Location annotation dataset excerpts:
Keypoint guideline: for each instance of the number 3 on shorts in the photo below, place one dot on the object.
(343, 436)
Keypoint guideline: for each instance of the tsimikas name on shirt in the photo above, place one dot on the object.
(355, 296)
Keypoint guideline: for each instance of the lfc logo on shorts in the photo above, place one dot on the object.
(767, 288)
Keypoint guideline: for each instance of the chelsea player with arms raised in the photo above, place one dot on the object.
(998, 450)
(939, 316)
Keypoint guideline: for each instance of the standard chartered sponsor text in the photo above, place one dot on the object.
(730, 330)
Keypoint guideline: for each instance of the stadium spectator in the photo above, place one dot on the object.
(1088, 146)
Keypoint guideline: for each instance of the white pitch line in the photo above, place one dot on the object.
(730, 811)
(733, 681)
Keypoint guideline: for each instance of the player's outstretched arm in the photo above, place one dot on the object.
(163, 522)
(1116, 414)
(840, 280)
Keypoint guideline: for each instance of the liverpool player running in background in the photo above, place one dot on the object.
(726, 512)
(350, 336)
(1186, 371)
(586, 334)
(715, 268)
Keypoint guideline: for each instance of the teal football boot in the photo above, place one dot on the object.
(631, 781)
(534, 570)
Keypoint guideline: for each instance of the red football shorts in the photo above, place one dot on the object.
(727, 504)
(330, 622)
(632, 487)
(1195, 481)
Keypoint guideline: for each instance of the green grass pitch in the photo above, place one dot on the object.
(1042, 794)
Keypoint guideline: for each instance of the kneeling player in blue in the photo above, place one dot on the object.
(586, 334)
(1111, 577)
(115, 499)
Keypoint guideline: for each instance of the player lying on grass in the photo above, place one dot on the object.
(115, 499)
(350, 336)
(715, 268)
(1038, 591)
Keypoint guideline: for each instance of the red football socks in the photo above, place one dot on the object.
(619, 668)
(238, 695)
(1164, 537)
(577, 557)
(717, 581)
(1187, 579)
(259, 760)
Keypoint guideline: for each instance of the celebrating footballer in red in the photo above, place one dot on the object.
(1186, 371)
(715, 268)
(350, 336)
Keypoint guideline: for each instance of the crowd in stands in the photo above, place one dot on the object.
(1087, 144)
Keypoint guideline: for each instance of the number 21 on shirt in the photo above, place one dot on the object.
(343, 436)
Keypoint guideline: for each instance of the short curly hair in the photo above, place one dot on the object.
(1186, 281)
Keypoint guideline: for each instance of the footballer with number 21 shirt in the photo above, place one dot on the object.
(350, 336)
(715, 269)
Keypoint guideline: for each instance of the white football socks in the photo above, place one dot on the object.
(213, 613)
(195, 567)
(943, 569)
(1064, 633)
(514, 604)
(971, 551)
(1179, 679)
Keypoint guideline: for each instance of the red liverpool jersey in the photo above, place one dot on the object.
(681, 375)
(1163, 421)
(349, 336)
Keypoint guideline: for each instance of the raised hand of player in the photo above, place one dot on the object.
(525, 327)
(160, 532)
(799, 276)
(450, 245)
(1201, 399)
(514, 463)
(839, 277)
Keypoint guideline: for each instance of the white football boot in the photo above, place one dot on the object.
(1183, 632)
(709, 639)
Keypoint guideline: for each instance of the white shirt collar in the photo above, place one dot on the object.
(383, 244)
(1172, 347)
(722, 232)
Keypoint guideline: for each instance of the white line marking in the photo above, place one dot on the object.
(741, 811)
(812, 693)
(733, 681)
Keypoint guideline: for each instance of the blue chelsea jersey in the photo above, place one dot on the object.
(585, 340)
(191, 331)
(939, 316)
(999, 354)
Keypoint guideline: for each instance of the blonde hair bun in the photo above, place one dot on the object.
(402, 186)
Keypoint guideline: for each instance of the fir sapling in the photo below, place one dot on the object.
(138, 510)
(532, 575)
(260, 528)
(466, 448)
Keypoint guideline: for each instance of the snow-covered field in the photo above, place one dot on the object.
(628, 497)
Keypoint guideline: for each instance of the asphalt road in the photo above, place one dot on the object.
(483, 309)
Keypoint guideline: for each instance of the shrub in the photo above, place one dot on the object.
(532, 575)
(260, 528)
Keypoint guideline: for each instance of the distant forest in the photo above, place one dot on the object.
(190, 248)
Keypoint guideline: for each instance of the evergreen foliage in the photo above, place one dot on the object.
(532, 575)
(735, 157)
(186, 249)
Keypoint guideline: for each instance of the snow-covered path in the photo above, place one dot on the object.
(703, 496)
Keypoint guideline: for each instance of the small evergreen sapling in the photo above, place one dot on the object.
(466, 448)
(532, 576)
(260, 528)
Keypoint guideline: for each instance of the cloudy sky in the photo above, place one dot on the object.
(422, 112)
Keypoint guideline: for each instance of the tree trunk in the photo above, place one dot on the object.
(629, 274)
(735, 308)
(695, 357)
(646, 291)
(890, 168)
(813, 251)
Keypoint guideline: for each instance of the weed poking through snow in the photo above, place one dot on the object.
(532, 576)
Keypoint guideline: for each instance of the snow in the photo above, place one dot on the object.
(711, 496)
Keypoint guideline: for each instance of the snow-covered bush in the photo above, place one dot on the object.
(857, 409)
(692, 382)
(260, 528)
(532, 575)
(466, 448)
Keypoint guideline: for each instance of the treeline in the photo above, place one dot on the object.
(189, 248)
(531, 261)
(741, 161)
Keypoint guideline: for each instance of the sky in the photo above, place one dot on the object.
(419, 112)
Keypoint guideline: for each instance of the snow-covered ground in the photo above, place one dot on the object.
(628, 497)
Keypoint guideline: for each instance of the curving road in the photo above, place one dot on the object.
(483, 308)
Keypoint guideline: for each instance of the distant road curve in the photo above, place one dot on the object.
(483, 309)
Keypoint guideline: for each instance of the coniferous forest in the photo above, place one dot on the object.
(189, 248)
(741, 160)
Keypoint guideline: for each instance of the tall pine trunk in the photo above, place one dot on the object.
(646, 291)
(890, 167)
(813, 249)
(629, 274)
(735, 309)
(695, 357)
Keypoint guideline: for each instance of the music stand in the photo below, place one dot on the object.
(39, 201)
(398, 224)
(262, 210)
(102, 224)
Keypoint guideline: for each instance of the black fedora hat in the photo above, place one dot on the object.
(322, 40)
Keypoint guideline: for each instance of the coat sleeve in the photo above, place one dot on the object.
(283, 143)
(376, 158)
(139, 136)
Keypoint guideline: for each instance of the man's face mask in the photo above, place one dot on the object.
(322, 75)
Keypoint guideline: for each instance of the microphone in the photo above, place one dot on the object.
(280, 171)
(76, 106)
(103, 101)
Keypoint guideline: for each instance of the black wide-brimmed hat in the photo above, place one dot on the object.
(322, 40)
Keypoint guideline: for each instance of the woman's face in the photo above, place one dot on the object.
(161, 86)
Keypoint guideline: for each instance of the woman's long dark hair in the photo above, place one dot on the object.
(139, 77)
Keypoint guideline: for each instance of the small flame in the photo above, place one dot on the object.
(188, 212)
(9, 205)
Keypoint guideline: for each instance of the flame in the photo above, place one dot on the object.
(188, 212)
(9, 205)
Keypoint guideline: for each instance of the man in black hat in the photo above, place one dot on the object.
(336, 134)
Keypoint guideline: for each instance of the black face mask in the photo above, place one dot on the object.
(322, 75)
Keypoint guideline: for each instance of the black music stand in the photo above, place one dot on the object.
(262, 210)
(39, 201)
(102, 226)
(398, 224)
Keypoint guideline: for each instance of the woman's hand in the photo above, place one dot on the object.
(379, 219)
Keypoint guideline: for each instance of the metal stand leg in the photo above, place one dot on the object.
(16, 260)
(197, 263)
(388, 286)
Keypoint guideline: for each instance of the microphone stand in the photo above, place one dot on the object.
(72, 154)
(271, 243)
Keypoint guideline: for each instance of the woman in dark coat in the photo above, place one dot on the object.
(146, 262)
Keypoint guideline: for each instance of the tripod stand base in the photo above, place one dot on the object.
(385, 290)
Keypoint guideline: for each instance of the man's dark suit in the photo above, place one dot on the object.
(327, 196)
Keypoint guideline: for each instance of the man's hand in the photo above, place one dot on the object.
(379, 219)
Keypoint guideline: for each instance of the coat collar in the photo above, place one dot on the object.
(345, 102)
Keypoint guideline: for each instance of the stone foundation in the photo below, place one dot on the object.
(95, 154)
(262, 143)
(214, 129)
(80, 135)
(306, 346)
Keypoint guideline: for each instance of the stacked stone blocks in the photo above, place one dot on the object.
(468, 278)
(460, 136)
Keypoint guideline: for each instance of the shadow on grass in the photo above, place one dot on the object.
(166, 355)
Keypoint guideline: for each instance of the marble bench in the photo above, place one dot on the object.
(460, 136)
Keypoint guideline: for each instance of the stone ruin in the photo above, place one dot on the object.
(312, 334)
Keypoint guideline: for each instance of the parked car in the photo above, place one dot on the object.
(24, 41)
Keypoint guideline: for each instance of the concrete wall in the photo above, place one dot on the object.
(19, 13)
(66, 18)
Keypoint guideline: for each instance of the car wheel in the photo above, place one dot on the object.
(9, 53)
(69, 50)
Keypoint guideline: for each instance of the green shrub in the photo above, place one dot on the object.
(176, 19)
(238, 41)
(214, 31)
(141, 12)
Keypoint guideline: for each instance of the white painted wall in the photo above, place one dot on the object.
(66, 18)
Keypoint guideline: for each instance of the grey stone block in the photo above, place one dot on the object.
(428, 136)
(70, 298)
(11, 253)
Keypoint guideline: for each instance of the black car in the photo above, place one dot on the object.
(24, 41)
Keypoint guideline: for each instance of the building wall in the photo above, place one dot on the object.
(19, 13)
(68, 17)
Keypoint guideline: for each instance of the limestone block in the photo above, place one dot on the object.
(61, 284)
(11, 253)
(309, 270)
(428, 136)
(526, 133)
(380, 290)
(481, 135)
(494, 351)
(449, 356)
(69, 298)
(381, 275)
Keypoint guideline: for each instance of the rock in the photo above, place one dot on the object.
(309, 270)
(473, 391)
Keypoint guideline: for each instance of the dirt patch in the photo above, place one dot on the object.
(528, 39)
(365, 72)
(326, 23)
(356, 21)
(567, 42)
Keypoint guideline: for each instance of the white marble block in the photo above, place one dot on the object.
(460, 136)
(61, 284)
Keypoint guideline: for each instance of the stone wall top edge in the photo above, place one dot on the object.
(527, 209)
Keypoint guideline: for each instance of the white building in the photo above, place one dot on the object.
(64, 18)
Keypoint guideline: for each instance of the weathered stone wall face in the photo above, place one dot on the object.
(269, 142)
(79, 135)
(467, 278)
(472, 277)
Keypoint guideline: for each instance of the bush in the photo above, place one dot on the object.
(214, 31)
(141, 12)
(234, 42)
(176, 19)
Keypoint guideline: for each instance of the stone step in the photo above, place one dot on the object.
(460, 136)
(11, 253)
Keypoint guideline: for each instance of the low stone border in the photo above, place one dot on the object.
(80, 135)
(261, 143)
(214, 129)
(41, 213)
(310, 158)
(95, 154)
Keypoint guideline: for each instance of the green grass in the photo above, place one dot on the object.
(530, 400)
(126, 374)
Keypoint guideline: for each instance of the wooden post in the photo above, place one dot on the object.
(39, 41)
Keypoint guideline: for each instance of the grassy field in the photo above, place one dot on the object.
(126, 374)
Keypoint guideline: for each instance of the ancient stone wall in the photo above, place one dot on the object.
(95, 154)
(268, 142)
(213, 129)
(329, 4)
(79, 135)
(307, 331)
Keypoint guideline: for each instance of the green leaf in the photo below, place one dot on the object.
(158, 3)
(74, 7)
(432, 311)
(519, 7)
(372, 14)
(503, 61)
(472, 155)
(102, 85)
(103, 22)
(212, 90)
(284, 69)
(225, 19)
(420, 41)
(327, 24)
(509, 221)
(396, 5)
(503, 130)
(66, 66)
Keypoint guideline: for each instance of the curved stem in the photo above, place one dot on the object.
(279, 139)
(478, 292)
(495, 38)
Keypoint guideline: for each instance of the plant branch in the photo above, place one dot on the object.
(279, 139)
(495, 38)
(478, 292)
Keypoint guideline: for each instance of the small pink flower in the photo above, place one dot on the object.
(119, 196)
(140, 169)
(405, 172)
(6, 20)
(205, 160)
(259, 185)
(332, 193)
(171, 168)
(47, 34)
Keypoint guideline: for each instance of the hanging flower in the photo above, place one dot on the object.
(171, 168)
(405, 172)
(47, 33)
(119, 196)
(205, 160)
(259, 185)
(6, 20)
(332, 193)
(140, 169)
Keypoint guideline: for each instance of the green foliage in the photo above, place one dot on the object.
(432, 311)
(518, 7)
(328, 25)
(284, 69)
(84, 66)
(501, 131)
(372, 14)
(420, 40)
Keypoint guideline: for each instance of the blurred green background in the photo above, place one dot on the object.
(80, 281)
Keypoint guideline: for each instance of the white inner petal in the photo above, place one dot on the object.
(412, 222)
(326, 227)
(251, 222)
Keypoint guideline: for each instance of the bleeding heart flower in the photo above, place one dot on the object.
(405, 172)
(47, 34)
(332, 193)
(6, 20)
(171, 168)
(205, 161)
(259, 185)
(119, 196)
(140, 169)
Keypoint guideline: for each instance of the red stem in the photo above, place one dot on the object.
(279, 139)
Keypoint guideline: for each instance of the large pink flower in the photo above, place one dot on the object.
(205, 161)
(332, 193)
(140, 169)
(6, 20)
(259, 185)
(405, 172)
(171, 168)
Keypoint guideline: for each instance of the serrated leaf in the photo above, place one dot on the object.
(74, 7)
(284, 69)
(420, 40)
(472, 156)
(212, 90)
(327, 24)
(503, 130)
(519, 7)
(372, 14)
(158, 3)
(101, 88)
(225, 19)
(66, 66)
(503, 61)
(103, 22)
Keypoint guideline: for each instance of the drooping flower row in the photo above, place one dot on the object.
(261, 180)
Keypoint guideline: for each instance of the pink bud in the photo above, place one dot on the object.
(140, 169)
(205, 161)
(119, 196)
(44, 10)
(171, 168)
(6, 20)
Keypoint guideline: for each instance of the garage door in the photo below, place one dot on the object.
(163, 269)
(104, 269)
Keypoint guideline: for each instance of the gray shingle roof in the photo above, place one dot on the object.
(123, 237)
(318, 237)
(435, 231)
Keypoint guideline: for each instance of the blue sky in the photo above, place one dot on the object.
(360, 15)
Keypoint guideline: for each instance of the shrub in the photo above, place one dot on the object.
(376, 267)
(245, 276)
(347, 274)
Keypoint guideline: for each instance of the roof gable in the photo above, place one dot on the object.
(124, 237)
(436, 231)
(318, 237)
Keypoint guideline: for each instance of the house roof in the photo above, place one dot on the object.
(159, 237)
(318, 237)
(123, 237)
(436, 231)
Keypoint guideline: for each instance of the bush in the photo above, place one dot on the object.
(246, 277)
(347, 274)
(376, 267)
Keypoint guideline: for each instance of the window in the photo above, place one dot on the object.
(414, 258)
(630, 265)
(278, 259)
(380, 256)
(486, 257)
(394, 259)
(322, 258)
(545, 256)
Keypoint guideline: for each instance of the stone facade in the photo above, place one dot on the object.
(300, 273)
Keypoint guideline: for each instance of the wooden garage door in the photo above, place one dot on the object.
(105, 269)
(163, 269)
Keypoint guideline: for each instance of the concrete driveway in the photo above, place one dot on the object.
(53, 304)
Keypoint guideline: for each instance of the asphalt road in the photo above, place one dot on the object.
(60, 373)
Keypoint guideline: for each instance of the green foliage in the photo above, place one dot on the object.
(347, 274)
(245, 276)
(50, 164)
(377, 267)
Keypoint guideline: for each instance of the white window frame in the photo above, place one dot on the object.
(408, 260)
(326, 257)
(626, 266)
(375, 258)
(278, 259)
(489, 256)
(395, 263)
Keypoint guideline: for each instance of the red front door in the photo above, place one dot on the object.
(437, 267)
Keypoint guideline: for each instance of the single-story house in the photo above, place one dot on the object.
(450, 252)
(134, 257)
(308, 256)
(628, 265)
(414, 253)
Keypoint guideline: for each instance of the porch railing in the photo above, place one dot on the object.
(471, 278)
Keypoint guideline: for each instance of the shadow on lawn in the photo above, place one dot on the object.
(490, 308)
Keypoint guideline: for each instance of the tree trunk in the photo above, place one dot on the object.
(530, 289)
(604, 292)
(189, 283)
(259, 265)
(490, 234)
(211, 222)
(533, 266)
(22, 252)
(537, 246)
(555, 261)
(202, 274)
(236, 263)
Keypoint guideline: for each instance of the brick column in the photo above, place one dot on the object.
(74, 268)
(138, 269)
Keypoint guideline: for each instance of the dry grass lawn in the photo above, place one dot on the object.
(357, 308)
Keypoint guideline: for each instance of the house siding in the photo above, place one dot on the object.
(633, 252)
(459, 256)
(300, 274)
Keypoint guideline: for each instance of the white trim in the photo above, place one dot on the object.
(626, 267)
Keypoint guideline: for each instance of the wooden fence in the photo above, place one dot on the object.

▶ _EXERCISE AIM_
Copy, exactly, the lines of the listing above, beginning with the line that contains "Keypoint guideline: for each instance of the celebrating" and continuing through the line that contains "(1179, 679)".

▶ _THE COMPLETED TASK_
Keypoint guideline: for each instance of the celebrating footballer in red in the photo above, place one dot on the object.
(1186, 371)
(715, 268)
(350, 336)
Keypoint guideline: for each instance of the crowd in stands in the photo above, place one dot on the object.
(1087, 144)
Keypoint guideline: for each instance of the number 21 on shirt in the photo above, place one dot on the object.
(343, 436)
Keypoint guideline: for each instance of the short curly hair in the photo above, place one dot on the object.
(1186, 281)
Keypoint guideline: for each instance of the footballer with number 21 shirt in the photo above, place one dot on the object.
(350, 336)
(715, 269)
Keypoint guideline: for each instance of the white football socks in the photo above, place one dot on the object.
(213, 613)
(195, 567)
(943, 569)
(1064, 633)
(514, 604)
(971, 551)
(1179, 679)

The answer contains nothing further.